* WHAT YOU SHOULD DO *
From the material below, pull out each line that contains the string "windshield".

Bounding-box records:
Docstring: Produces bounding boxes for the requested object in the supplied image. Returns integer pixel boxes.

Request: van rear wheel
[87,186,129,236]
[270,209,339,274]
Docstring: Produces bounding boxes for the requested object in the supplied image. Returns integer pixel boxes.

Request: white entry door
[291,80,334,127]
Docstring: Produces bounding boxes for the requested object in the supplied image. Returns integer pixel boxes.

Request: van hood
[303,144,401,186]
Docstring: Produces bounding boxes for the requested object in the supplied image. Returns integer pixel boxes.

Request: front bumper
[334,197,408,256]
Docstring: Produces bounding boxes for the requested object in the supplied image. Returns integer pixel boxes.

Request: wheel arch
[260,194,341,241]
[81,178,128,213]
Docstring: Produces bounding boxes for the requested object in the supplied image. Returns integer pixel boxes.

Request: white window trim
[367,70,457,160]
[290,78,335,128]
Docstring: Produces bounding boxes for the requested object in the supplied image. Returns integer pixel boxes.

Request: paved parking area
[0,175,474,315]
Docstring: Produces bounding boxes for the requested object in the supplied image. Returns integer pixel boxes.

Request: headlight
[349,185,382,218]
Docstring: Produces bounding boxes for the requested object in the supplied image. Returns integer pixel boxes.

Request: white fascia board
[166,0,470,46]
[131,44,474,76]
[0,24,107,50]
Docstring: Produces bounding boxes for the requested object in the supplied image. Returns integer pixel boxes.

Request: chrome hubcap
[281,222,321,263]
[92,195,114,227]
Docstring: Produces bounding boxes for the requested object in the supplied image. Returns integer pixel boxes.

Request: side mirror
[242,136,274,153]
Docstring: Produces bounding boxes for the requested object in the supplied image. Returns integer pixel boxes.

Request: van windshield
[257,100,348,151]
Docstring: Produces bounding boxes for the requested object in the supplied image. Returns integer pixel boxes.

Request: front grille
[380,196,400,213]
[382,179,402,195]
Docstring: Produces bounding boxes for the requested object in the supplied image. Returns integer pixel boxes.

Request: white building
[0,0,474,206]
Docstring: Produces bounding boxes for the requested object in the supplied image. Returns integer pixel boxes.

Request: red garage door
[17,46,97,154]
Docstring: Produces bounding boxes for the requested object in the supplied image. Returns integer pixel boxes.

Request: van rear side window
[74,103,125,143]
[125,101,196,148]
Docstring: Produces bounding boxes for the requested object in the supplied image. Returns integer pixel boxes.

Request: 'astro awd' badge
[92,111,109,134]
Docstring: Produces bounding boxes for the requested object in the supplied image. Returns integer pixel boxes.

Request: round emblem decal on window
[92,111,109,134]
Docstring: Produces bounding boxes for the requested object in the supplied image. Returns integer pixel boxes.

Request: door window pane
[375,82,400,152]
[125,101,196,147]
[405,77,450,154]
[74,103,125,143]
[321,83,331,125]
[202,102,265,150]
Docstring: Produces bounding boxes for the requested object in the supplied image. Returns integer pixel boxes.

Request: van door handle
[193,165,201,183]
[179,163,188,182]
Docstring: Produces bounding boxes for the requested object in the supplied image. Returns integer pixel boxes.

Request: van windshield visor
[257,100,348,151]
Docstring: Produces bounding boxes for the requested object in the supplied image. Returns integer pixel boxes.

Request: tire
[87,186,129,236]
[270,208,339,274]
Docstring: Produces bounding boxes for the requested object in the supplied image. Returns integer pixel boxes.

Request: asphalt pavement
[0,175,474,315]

* EXERCISE OUTPUT *
Request: van windshield
Request: van windshield visor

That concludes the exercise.